■ **課題内容**:
一般社団法人による診療所開設を扱った文章を、最後の文の後から書き継いでください。

■ **演習用文章**:

###

近年は医療法人ではなく「一般社団法人」による診療所開設が増えております。
弊社でも一般社団法人による開設をサポートさせて頂いております。
ただ、この一般社団法人による診療所開設は医療法人による開設以上に細心の注意を払って組織の仕組みを検討しておく必要があります。
一般社団法人は、「一般社団法人及び一般財団法人に関する法律」に基づいて設立された社団法人のことをいいます。
以前は、社団法人を設立するためには役所の認可が必要でしたが、実際のところ天下り団体でもなければこの認可を得ることはほぼ不可能でした。
そこで、平成18年に法律が改正され、手続きさえ踏めば誰でも一般社団法人を設立することができるようになったのです。
一般社団法人は、次のような特徴を持っています。
一般社団法人を設立するためには、社員2名と理事1名が必要です。
社員と設立時理事は同一人物でも構いませんので、最低限2名いれば一般社団法人を設立することができます。
ただし、診療所を開設する場合には人数について自治体ごとに考え方が異なります(例えば3名、等)
一般社団法人は行える事業に制限がありません。
会社と同様の営利事業を行うこともできます。
診療所を開設できるという点もこの特徴に基づいています。
一般社団法人を設立する場合、誰かに許可・認可を得る必要はありません。
決まった期限もありませんので、思い立ったらすぐに設立することができます。

###

■ **演習データ**:

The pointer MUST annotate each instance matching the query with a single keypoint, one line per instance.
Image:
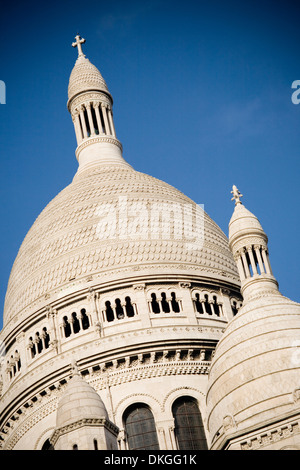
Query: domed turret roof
(243, 222)
(256, 367)
(79, 401)
(255, 370)
(85, 77)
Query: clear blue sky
(202, 100)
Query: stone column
(90, 118)
(21, 347)
(240, 265)
(98, 117)
(259, 259)
(103, 107)
(253, 264)
(109, 112)
(77, 127)
(226, 305)
(163, 434)
(187, 302)
(266, 261)
(82, 119)
(142, 305)
(245, 263)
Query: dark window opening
(46, 338)
(154, 304)
(76, 323)
(234, 308)
(129, 307)
(207, 305)
(198, 304)
(47, 445)
(67, 327)
(95, 124)
(119, 309)
(84, 319)
(39, 342)
(164, 303)
(109, 312)
(140, 428)
(87, 122)
(174, 303)
(216, 306)
(189, 429)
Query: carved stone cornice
(97, 422)
(95, 140)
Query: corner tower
(90, 105)
(253, 397)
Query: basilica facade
(131, 321)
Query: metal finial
(236, 195)
(77, 44)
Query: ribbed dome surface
(243, 222)
(79, 401)
(256, 366)
(64, 243)
(84, 77)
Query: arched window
(67, 327)
(109, 311)
(47, 445)
(85, 322)
(189, 429)
(76, 324)
(154, 304)
(140, 428)
(207, 305)
(164, 303)
(198, 304)
(119, 309)
(174, 303)
(129, 307)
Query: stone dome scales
(64, 244)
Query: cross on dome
(236, 195)
(78, 43)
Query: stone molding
(96, 422)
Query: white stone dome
(63, 245)
(85, 77)
(79, 401)
(256, 368)
(243, 223)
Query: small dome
(243, 222)
(64, 243)
(79, 401)
(85, 77)
(255, 370)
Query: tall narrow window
(76, 324)
(119, 309)
(67, 327)
(155, 304)
(109, 311)
(129, 307)
(140, 428)
(207, 305)
(198, 304)
(164, 303)
(85, 322)
(189, 429)
(174, 303)
(216, 306)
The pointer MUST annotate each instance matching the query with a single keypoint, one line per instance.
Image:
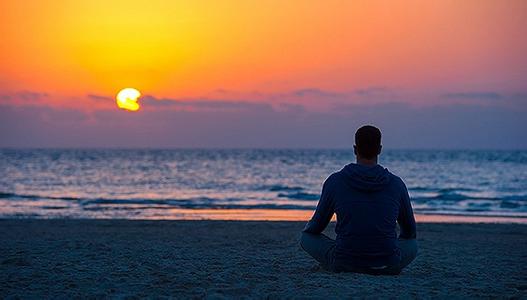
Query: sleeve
(406, 216)
(324, 212)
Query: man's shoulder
(334, 178)
(396, 180)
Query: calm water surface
(159, 183)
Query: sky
(272, 74)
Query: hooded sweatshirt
(368, 202)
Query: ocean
(131, 184)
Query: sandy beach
(225, 259)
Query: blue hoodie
(368, 202)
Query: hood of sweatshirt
(366, 178)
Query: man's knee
(304, 237)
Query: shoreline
(284, 215)
(68, 258)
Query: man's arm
(406, 217)
(324, 211)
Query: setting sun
(127, 99)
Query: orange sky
(178, 49)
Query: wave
(443, 203)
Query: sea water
(120, 183)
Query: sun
(127, 99)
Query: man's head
(367, 142)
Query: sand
(233, 259)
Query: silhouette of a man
(368, 201)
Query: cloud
(315, 92)
(371, 91)
(204, 104)
(23, 97)
(99, 98)
(403, 126)
(473, 95)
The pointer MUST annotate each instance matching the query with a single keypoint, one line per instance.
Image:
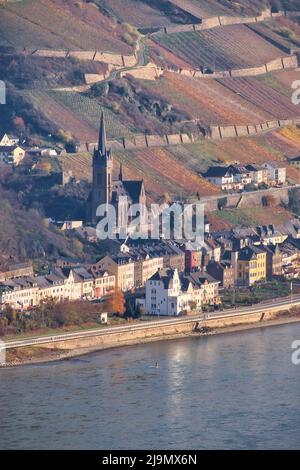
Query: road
(259, 308)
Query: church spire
(102, 136)
(121, 172)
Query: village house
(11, 154)
(121, 266)
(270, 235)
(295, 162)
(276, 172)
(258, 174)
(168, 295)
(171, 294)
(16, 270)
(222, 177)
(274, 261)
(63, 284)
(251, 266)
(8, 140)
(222, 271)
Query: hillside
(256, 64)
(58, 24)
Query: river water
(237, 391)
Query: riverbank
(42, 355)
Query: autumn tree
(115, 303)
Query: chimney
(234, 260)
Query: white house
(8, 141)
(167, 295)
(221, 176)
(276, 172)
(11, 154)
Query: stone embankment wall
(158, 333)
(152, 72)
(281, 63)
(116, 60)
(254, 198)
(210, 133)
(222, 132)
(217, 21)
(144, 141)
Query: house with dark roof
(11, 154)
(109, 190)
(251, 266)
(168, 294)
(295, 162)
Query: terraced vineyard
(254, 216)
(263, 97)
(220, 48)
(206, 100)
(135, 12)
(88, 110)
(282, 32)
(175, 169)
(209, 8)
(59, 25)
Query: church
(108, 190)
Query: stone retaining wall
(217, 21)
(106, 57)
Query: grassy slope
(59, 25)
(176, 169)
(244, 217)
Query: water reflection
(232, 391)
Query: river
(233, 391)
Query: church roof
(133, 188)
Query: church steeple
(102, 153)
(102, 136)
(102, 172)
(121, 172)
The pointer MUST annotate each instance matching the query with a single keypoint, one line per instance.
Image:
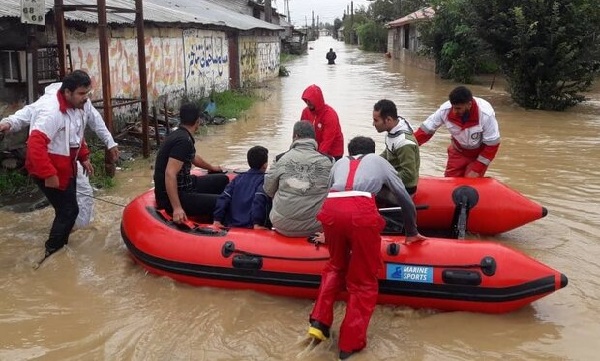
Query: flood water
(91, 302)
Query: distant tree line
(548, 50)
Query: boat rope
(309, 259)
(229, 249)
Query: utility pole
(268, 11)
(352, 23)
(286, 9)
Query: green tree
(453, 42)
(384, 11)
(549, 50)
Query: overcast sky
(326, 10)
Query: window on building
(14, 65)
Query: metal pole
(60, 38)
(139, 21)
(109, 165)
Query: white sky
(327, 10)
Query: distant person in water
(331, 56)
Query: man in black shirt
(176, 190)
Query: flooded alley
(92, 302)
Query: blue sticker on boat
(409, 273)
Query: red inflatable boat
(438, 273)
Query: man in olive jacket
(298, 182)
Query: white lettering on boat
(409, 273)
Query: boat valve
(393, 249)
(228, 249)
(488, 265)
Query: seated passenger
(298, 183)
(175, 188)
(244, 203)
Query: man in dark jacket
(244, 203)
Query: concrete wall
(259, 59)
(407, 53)
(207, 61)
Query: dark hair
(189, 113)
(460, 95)
(304, 129)
(74, 80)
(386, 108)
(257, 156)
(361, 145)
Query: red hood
(314, 94)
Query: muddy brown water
(91, 302)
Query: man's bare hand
(413, 239)
(114, 153)
(179, 215)
(88, 168)
(4, 127)
(51, 182)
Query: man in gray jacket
(298, 183)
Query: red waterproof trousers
(460, 162)
(352, 226)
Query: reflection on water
(91, 302)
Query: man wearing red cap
(472, 124)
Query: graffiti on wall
(268, 60)
(248, 60)
(207, 61)
(164, 66)
(259, 60)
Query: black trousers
(201, 201)
(65, 213)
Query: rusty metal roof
(162, 11)
(419, 15)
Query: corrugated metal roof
(418, 15)
(162, 11)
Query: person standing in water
(331, 56)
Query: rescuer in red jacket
(472, 124)
(325, 120)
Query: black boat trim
(452, 292)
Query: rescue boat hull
(442, 274)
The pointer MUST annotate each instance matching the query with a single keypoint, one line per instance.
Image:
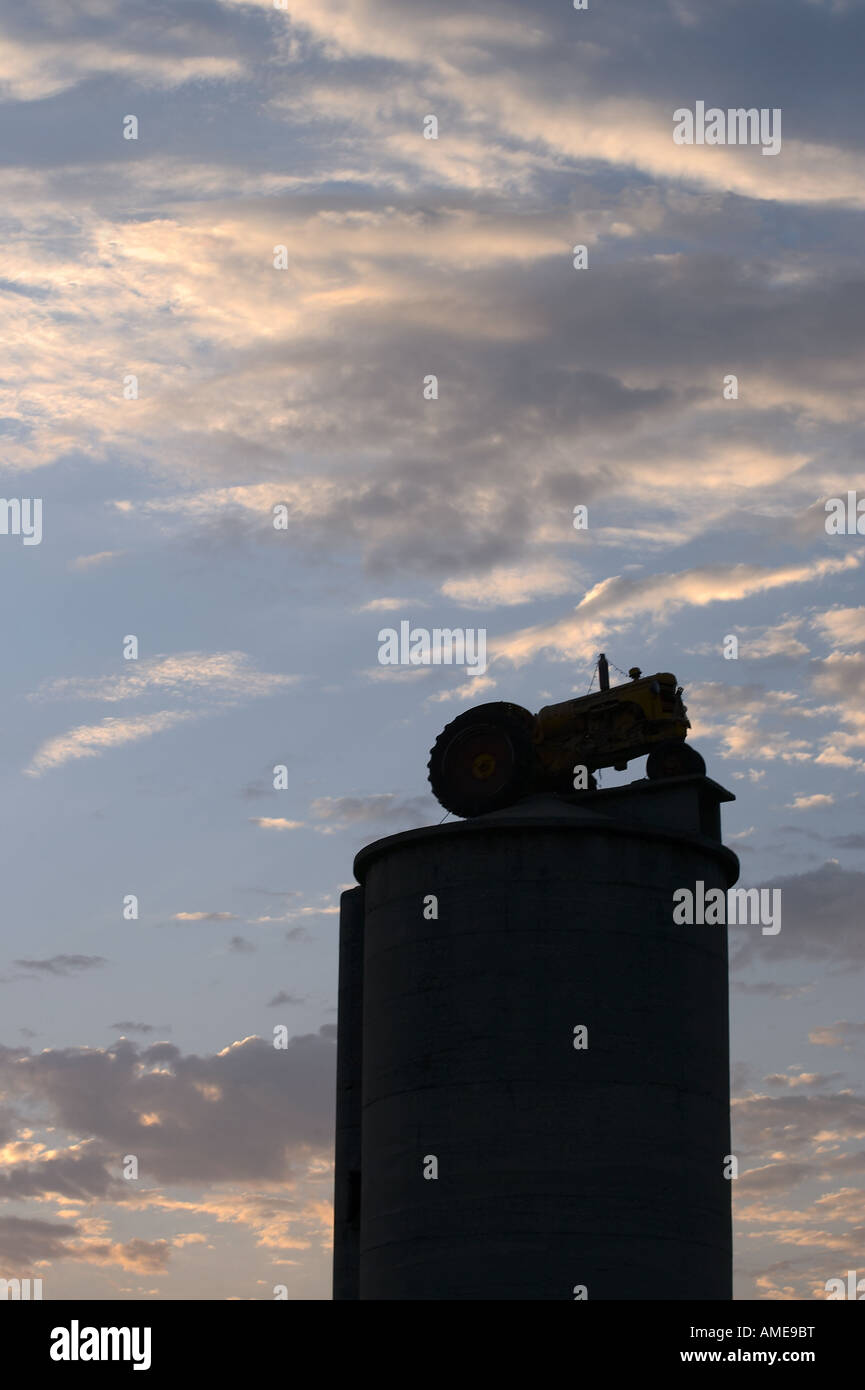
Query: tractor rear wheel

###

■ **出力結果**:
医療法人による診療所の開設との違いはここにありますが、近年は安易な一般社団法人による開設を防ぐため、審査は厳格化されています。
一定の要件を満たした一般社団法人(非営利徹底型一般社団法人、共益活動型一般社団法人)は、税制面での優遇措置を受けることができます。
ここまでお読みいただいた方はお分かりのとおり、一般社団法人そのものには、公的な要素は全くありません。
ただ、この制度を知らない方は、「社団法人」という響きから、一般社団法人でも公的な団体だと思ってしまうようです。
これをビジネスにうまく活用している方もいらっしゃいます(もちろん、悪用してはいけません。)。
一般社団法人は、法律において「社員に剰余金又は残余財産の分配を受ける権利を与える旨の定款の定めは、その効力を有しない。」とされています。
したがって、剰余金の配当や残余財産の分配を受けることはできません。
これは会社との本質的な違いになりますし、医療法人同様に診療所を開設する場合に求められる非営利性もここに根拠を求めます。